Work required: Please transcribe the records precisely; pictures stay out of your copy.

Stored rows:
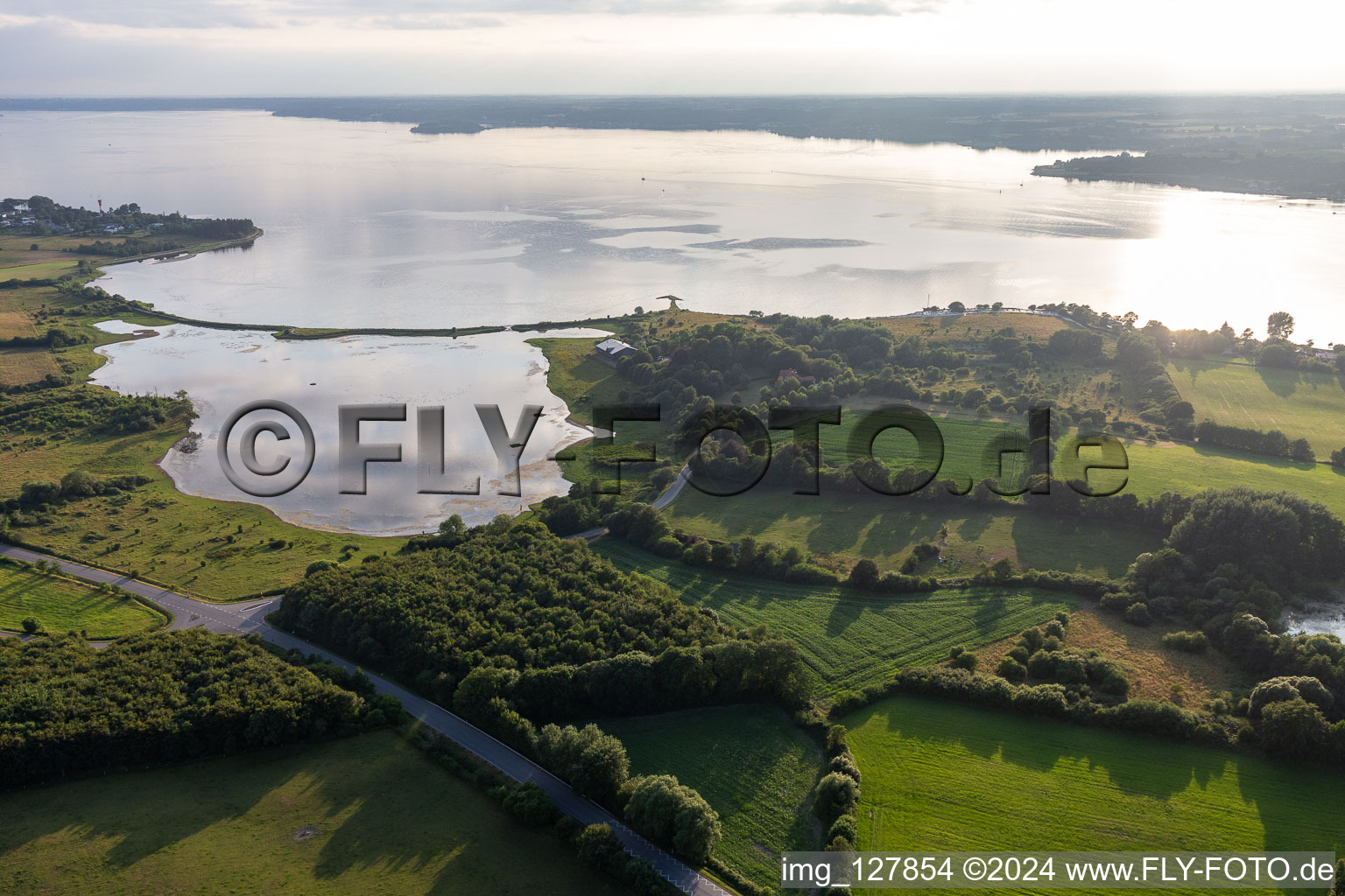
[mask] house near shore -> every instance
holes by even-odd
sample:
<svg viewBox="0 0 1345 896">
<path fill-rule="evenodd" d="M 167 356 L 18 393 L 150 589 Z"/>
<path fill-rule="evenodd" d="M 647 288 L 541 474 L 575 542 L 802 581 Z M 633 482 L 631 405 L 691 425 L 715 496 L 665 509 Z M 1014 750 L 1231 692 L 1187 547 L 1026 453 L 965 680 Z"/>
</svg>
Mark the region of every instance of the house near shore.
<svg viewBox="0 0 1345 896">
<path fill-rule="evenodd" d="M 601 343 L 593 347 L 593 351 L 597 352 L 597 357 L 600 361 L 612 365 L 615 365 L 623 357 L 629 357 L 631 355 L 635 355 L 635 347 L 627 345 L 619 339 L 604 339 Z"/>
</svg>

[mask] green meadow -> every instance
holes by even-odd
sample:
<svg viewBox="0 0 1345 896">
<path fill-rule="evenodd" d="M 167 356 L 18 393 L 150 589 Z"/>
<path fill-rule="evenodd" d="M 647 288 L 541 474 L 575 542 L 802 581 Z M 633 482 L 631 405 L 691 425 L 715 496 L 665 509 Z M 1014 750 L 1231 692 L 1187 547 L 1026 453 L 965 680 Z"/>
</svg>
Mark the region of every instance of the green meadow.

Task solution:
[mask] house near shore -> every instance
holes by even-odd
sample:
<svg viewBox="0 0 1345 896">
<path fill-rule="evenodd" d="M 167 356 L 18 393 L 150 589 Z"/>
<path fill-rule="evenodd" d="M 647 288 L 541 474 L 575 542 L 802 581 Z M 633 482 L 631 405 L 691 425 L 715 496 L 665 509 Z M 1014 750 L 1231 692 L 1187 547 L 1026 453 L 965 680 Z"/>
</svg>
Mark the region of every instance of the house near shore.
<svg viewBox="0 0 1345 896">
<path fill-rule="evenodd" d="M 601 343 L 593 347 L 593 351 L 597 352 L 597 357 L 600 361 L 612 365 L 615 365 L 623 357 L 629 357 L 631 355 L 635 355 L 635 347 L 627 345 L 619 339 L 604 339 Z"/>
</svg>

[mask] green meadow -> every instance
holes by even-odd
sample:
<svg viewBox="0 0 1345 896">
<path fill-rule="evenodd" d="M 167 356 L 18 393 L 150 589 Z"/>
<path fill-rule="evenodd" d="M 647 288 L 541 474 L 575 542 L 802 581 Z M 633 482 L 631 405 L 691 425 L 715 496 L 665 509 Z M 1014 750 L 1231 692 L 1187 547 L 1026 453 L 965 680 Z"/>
</svg>
Mark the region of every instance of the green meadow.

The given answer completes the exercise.